=== Listed records ===
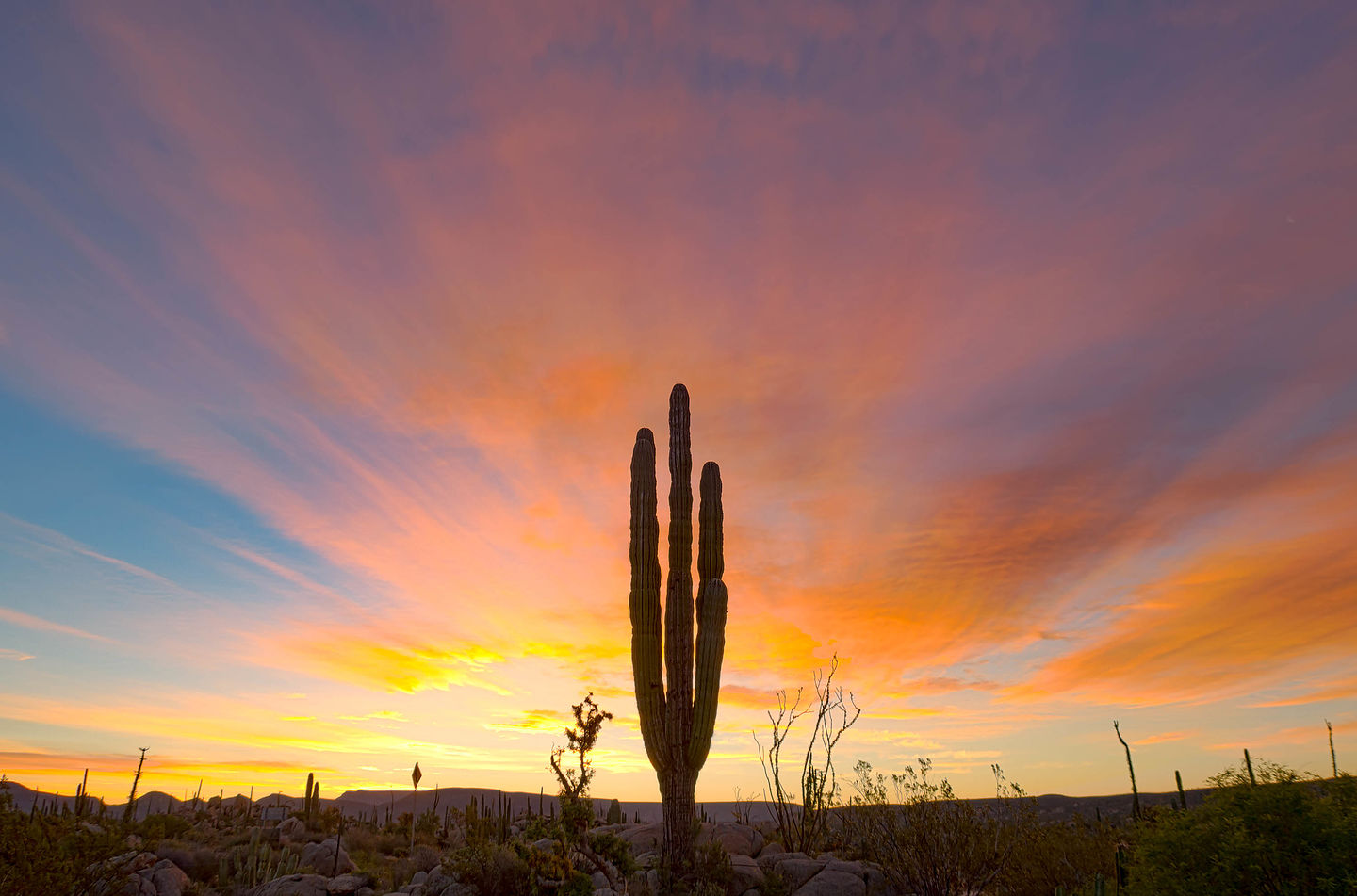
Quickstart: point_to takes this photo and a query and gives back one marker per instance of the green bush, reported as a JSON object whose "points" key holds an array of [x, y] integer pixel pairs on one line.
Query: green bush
{"points": [[51, 855], [1283, 837], [1066, 855], [930, 842], [494, 869]]}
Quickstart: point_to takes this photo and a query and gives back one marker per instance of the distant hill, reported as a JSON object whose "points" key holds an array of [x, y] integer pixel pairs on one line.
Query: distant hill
{"points": [[375, 804]]}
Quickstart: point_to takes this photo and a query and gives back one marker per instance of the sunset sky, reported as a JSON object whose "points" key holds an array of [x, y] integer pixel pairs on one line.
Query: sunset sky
{"points": [[1024, 335]]}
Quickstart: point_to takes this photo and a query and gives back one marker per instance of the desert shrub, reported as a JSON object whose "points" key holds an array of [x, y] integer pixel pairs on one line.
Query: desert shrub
{"points": [[802, 825], [494, 869], [162, 827], [425, 856], [1069, 855], [775, 884], [198, 862], [1283, 837], [51, 855], [709, 873], [927, 840]]}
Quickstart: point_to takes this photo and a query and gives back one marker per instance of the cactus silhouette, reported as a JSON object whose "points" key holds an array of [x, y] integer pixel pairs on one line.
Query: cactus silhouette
{"points": [[676, 721]]}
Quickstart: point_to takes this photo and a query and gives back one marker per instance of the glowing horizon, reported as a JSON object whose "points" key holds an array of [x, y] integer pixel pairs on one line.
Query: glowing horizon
{"points": [[1023, 339]]}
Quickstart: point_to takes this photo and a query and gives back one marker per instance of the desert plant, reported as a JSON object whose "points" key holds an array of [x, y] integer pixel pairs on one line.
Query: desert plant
{"points": [[1071, 856], [247, 867], [676, 721], [1135, 794], [802, 825], [1279, 835], [571, 831], [129, 810], [492, 868], [928, 842]]}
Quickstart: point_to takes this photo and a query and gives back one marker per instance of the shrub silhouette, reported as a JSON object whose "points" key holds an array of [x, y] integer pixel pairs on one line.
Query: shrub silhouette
{"points": [[1283, 837]]}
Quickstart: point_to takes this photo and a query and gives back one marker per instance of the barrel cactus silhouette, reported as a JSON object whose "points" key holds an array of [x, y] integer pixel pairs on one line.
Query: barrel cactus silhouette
{"points": [[678, 714]]}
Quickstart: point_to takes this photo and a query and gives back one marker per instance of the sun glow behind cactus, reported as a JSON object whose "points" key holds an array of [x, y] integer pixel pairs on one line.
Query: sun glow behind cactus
{"points": [[1029, 371]]}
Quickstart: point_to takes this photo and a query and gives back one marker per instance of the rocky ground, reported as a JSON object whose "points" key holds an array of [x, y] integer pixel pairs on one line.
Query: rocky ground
{"points": [[324, 868]]}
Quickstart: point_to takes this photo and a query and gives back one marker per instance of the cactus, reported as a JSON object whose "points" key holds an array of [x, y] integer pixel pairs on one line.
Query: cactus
{"points": [[252, 865], [676, 721]]}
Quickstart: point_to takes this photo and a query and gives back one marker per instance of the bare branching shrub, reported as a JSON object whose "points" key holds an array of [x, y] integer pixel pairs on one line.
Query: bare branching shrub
{"points": [[927, 840], [801, 827]]}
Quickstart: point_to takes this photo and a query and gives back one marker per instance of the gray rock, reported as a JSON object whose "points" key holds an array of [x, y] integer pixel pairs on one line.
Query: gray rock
{"points": [[832, 884], [771, 849], [292, 828], [459, 889], [644, 837], [320, 856], [295, 886], [346, 886], [169, 878], [737, 839], [745, 874], [768, 856], [798, 871]]}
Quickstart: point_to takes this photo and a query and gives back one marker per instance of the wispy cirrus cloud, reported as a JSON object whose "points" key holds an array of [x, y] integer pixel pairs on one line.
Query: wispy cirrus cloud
{"points": [[1029, 398]]}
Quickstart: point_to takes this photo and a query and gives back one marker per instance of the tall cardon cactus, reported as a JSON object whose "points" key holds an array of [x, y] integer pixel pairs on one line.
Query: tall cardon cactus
{"points": [[676, 720]]}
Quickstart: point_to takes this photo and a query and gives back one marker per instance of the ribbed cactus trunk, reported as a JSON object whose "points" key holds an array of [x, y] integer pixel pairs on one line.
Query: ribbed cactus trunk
{"points": [[676, 721]]}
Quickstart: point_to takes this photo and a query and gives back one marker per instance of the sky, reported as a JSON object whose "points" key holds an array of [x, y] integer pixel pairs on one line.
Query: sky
{"points": [[1023, 335]]}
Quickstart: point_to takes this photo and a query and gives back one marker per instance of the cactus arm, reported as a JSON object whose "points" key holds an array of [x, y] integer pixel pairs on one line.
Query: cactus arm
{"points": [[711, 560], [711, 645], [645, 600], [678, 591]]}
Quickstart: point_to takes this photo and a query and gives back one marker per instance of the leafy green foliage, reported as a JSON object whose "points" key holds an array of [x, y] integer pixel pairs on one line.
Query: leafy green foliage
{"points": [[927, 840], [51, 855], [492, 868], [1283, 837], [1069, 856]]}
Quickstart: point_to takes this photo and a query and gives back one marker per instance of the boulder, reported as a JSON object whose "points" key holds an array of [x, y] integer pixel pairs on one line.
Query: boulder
{"points": [[292, 828], [737, 839], [346, 884], [169, 878], [320, 856], [770, 858], [644, 837], [832, 884], [797, 871], [745, 876], [295, 886], [773, 847]]}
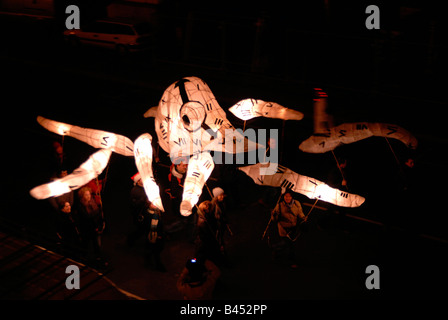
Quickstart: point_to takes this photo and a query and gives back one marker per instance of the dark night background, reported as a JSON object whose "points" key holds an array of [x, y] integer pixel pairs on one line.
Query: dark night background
{"points": [[272, 50]]}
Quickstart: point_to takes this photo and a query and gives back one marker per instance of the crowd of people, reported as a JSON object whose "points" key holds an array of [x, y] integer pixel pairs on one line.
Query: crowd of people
{"points": [[80, 223]]}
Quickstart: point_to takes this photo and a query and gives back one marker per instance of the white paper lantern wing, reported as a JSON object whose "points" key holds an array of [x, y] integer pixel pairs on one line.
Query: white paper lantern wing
{"points": [[352, 132], [199, 169], [81, 176], [143, 161], [96, 138], [251, 108], [310, 187], [189, 120]]}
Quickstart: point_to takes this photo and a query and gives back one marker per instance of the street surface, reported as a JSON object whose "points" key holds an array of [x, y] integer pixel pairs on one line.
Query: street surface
{"points": [[404, 235]]}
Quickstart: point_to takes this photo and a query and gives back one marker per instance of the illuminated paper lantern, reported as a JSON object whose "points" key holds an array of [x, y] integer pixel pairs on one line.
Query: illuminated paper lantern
{"points": [[322, 120], [96, 138], [81, 176], [352, 132], [189, 120], [200, 167], [251, 108], [310, 187], [143, 161]]}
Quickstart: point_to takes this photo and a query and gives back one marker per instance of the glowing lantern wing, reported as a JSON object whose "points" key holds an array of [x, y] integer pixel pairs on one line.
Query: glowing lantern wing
{"points": [[200, 167], [251, 108], [96, 138], [395, 132], [143, 161], [352, 132], [310, 187], [80, 177]]}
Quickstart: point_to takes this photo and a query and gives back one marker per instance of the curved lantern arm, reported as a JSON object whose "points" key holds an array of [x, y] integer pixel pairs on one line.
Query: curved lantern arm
{"points": [[89, 170], [310, 187], [352, 132], [96, 138], [143, 161], [200, 166]]}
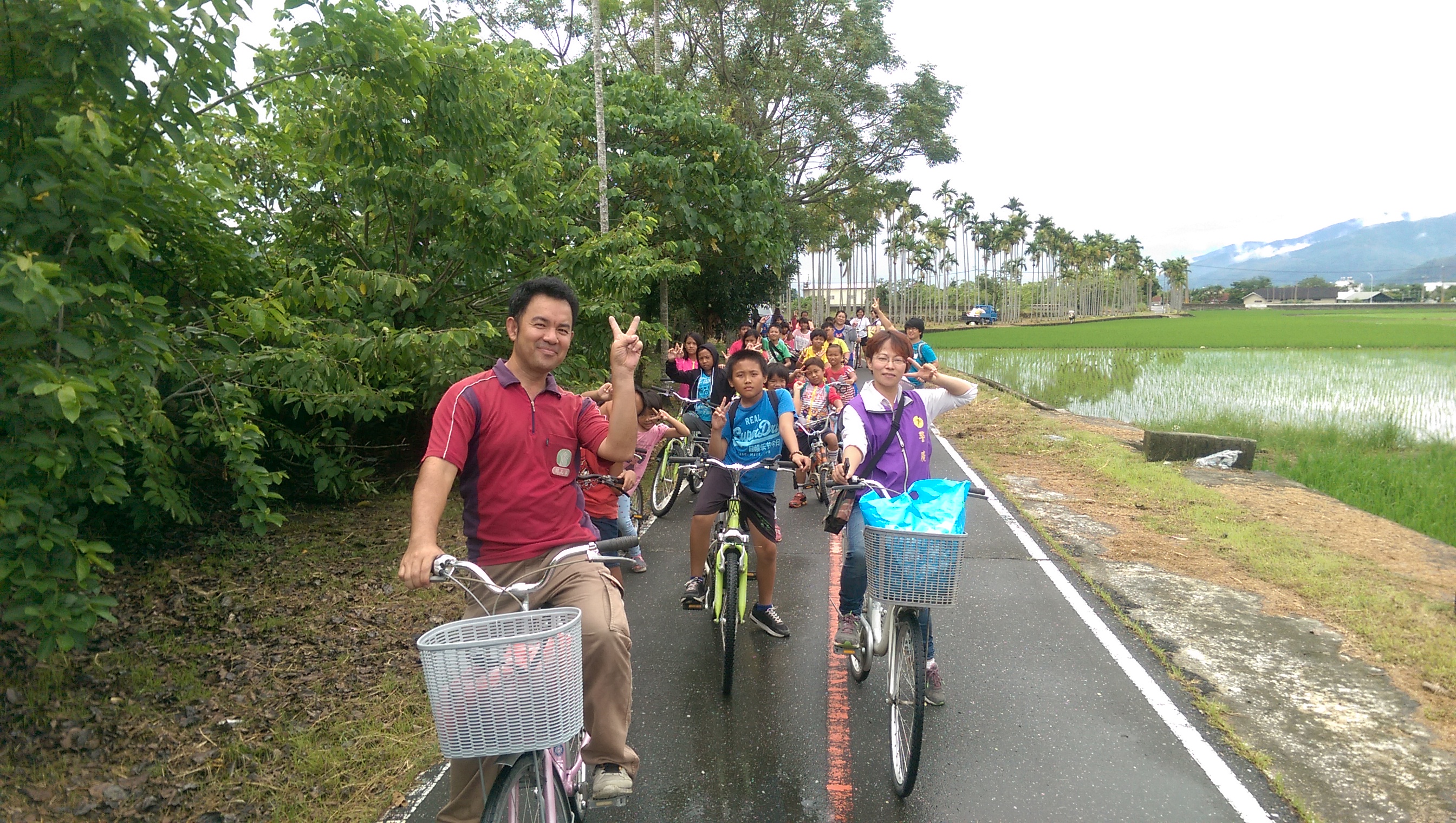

=== Work to be completed ===
Please rewrite the stretch from the start of the rows through the line containing "Query: green bush", substituting "dot" for "marker" and changing nothing else. Leave out the pictures.

=== Exercise output ===
Quickstart: point_to takes this photo and a query and gives back one dot per instance of the green bush, reported as a JSON object whose "points" key holds an array of [x, y] integer pixel pairs on one line.
Query: green bush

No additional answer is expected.